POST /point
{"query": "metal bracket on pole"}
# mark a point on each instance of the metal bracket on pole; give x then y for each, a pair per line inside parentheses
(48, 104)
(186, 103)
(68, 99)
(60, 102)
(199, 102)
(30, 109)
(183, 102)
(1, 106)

__________________________________________________

→ EXERCISE REQUIREMENTS
Your task is to transcribe the material, which must come out exactly as written.

→ RESULT
POST /point
{"query": "metal bracket on pole"}
# mark a point on each instance of the metal bracket on pole; give x then y for each, a pair per line inside parentheses
(48, 104)
(186, 103)
(68, 99)
(60, 102)
(199, 102)
(30, 109)
(183, 102)
(1, 106)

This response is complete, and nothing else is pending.